RECORDS FOR THE TASK section start

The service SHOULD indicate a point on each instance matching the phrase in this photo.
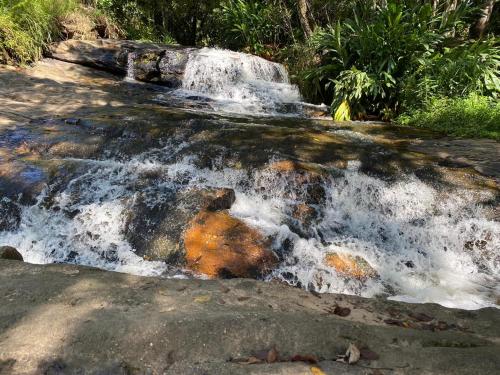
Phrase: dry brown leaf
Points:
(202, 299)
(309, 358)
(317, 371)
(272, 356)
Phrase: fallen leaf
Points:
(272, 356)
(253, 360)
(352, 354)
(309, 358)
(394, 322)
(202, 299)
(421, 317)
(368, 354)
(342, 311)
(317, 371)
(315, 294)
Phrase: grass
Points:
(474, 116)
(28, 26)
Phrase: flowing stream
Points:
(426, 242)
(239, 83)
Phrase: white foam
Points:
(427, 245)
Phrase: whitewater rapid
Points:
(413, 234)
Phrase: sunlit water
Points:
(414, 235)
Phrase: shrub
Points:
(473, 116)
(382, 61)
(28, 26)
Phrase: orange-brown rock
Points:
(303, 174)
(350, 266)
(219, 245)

RECORDS FOR THE TASK section end

*TASK*
With the pictures omitted, print each line of the data above precisely as given.

*OUTPUT OF THE EXERCISE*
The service SHOULD indicate a point on each instance matching the phrase in this photo.
Phrase: dry brown leaf
Points:
(202, 299)
(309, 358)
(317, 371)
(272, 356)
Phrase: fallen leaf
Points:
(272, 356)
(253, 360)
(352, 354)
(309, 358)
(394, 322)
(202, 299)
(421, 317)
(368, 354)
(342, 311)
(317, 371)
(315, 294)
Phrase: grass
Points:
(474, 116)
(28, 26)
Phrase: flowing stream
Points:
(426, 242)
(239, 83)
Phrase: white foam
Points:
(427, 245)
Phrase: whitewater rapid
Points:
(413, 234)
Phrase: sunlit water
Points:
(414, 235)
Phrase: shrub
Points:
(473, 116)
(382, 61)
(28, 26)
Phrase: orange-brown rock
Points:
(303, 174)
(350, 266)
(219, 245)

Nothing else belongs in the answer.